DESCRIPTION OF THE TASK = Edit the material below by replacing each "a line for each point" with "one line per point" and leaving everything else unchanged.

STORED DATA =
= = = = = = =
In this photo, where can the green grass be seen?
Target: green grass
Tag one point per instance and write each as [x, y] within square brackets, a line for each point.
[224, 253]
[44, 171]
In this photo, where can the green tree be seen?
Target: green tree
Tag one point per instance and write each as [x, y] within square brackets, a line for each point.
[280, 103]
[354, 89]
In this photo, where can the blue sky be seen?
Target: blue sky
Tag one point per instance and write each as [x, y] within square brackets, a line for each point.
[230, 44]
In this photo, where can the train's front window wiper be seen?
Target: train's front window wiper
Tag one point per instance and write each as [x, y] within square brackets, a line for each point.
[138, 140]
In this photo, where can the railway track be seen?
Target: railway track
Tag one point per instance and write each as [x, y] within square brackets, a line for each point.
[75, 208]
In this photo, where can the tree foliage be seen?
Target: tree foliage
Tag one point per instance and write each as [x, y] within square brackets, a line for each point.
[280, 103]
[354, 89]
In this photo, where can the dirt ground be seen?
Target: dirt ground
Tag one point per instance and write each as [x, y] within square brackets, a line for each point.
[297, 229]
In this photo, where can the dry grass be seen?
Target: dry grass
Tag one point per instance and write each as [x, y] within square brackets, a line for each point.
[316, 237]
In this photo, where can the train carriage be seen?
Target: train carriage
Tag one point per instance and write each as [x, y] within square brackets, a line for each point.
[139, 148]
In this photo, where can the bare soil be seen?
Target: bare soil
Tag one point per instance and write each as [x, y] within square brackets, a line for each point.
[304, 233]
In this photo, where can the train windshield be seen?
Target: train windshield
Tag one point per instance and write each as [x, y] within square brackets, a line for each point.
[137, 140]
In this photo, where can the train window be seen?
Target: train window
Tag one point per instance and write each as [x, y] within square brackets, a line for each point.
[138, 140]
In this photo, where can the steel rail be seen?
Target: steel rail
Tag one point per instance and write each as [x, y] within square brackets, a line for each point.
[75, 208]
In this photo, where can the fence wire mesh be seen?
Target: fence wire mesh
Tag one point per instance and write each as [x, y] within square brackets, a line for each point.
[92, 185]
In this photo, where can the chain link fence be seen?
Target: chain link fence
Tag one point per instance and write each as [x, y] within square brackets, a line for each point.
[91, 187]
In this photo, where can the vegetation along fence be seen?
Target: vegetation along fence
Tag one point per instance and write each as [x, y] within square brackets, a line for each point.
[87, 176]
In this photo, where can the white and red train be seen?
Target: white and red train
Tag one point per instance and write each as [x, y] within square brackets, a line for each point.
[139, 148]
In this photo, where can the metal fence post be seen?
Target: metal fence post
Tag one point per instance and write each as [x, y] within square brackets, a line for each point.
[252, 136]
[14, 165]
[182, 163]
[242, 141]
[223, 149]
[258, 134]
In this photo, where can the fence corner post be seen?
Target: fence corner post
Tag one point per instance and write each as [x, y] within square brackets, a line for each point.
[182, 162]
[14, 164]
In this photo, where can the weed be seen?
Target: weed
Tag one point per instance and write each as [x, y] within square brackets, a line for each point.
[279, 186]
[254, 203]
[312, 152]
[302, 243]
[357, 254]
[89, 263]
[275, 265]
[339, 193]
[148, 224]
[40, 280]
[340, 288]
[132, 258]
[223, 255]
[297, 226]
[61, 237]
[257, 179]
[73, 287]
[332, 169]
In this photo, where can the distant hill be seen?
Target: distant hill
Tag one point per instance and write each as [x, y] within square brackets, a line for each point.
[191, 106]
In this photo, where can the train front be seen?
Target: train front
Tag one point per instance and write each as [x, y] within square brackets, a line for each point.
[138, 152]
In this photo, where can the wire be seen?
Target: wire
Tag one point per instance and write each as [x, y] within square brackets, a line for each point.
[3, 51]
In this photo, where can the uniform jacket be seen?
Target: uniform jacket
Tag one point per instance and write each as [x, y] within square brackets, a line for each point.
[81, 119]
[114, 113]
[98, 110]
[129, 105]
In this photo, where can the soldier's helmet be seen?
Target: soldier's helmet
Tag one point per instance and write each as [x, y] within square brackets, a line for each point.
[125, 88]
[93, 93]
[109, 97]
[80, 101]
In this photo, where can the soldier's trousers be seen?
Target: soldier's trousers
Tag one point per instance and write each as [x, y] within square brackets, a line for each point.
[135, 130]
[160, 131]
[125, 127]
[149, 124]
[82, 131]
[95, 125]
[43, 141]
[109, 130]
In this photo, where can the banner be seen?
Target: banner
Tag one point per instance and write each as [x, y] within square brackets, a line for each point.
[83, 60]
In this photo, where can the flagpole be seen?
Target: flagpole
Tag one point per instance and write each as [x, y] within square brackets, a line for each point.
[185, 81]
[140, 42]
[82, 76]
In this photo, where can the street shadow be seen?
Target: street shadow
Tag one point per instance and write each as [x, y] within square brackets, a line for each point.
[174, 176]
= = = = = = =
RESPONSE TO THIS TASK =
In this photo, where can the green grass be seen?
Target: green grass
Tag one point per instance and write each as [x, y] within square brackets, one line per point.
[224, 253]
[44, 171]
In this photo, where can the green tree be seen?
Target: green tree
Tag one point per instance and write each as [x, y] within square brackets, one line per point.
[280, 103]
[354, 89]
In this photo, where can the blue sky be seen?
Target: blue sky
Tag one point per instance and write each as [x, y] within square brackets, one line per point.
[230, 44]
In this photo, where can the train's front window wiper be seen?
Target: train's front window wiper
Tag one point per instance and write each as [x, y] within square brackets, one line per point.
[138, 140]
In this photo, where can the railway track be seen?
Target: railway track
Tag one point per instance and write each as [x, y] within square brackets, one line per point.
[75, 208]
In this photo, where can the tree foliage be seen?
Target: tree foliage
Tag one point per instance and write each as [x, y] within square brackets, one line per point.
[280, 103]
[354, 89]
In this photo, where can the dirt ground be seen?
Target: dirt ground
Tag one point per instance and write each as [x, y] within square brackets, one line per point.
[297, 229]
In this photo, where can the dry grass be seen?
Target: dry grass
Tag one point per instance and write each as [x, y] within square brackets, one line per point.
[316, 237]
In this photo, where can the train carriage be seen?
Target: train carriage
Tag one point per instance and write each as [x, y] within square brackets, one line per point.
[139, 148]
In this photo, where can the bare soil be seen?
Target: bare soil
Tag one point per instance and write each as [x, y] within square brackets, one line per point.
[304, 233]
In this photo, where can the train windshield be seen?
Target: train windshield
Tag one point per instance and write each as [x, y] within square brackets, one line per point.
[137, 140]
In this photo, where can the train window be seen?
Target: train window
Tag one point per instance and write each as [x, y] within square brackets, one line per point.
[138, 140]
In this photo, where can the steel rail be seen?
Target: steel rail
Tag one point per instance and write each as [x, y] within square brackets, one line per point.
[75, 208]
In this photo, where can the fence wire mesh be seen?
Target: fence wire mesh
Tag one point per instance and write each as [x, y] within square brackets, one line per point.
[92, 185]
In this photo, where can the chain link fence be seen?
Target: chain link fence
Tag one point per instance and write each as [x, y] within square brackets, one line per point.
[91, 187]
In this photo, where can the vegetation along fence be seen?
Target: vegetation along fence
Tag one point per instance and write each as [x, y] within square brackets, one line per point.
[87, 176]
In this photo, where can the white and red train be seen?
Target: white and red train
Tag one point per instance and write each as [x, y] within square brackets, one line per point.
[139, 148]
In this photo, where can the metal fence post be seen?
Target: metal fence post
Tag one point per instance and write each as [x, y] within square brackets, one line per point.
[252, 136]
[14, 165]
[182, 163]
[242, 141]
[223, 149]
[258, 134]
In this photo, where can the fence corner post be seen?
Target: fence corner post
Tag one point per instance and write each as [x, y] within square brackets, one line per point.
[182, 162]
[14, 164]
In this photo, where can the weed be seen?
Target: weed
Tag one point per instance and write each as [x, y] within square brackets, one line per point.
[279, 186]
[254, 203]
[312, 152]
[302, 243]
[357, 254]
[89, 263]
[275, 265]
[339, 193]
[148, 224]
[40, 280]
[340, 288]
[132, 258]
[223, 255]
[297, 226]
[61, 237]
[257, 179]
[73, 287]
[332, 169]
In this photo, where can the distant hill be seen?
Target: distant hill
Tag one point per instance and write each as [x, y] within square brackets, one line per point.
[191, 106]
In this photo, where can the train front be seen?
Target: train front
Tag one point per instance and write each as [x, y] within square brackets, one line per point.
[138, 152]
In this photo, where can the wire be seen?
Target: wire
Tag one point per instance and write each as [x, y] within square brackets, one line per point.
[3, 51]
In this photo, where can the uniform jacket be seen?
Target: uniform jacket
Tag one point per instance and write each as [x, y] within square brackets, one line per point.
[81, 119]
[114, 113]
[98, 110]
[129, 105]
In this photo, where can the soldier's helmet be seen?
Target: soldier's helmet
Tag one point per instance and write each as [x, y] within square brackets, one line per point.
[125, 88]
[93, 93]
[109, 97]
[80, 101]
In this photo, where can the soldier's trousers be seen?
Target: soldier's trousers
Tag one point per instance and write each as [x, y] within square brackets, one line per point.
[135, 130]
[160, 131]
[125, 127]
[149, 124]
[82, 131]
[95, 125]
[43, 141]
[109, 130]
In this photo, where can the banner be seen?
Target: banner
Tag one point per instance and write each as [x, y] within square brackets, one line per point.
[83, 60]
In this photo, where can the flagpole be seen?
Target: flagpole
Tag one point per instance and write each as [x, y] within square brackets, one line per point.
[185, 81]
[140, 42]
[82, 76]
In this photo, where can the street shadow be seen?
Target: street shadow
Tag one point per instance and write each as [x, y] within square brackets, one line per point.
[174, 176]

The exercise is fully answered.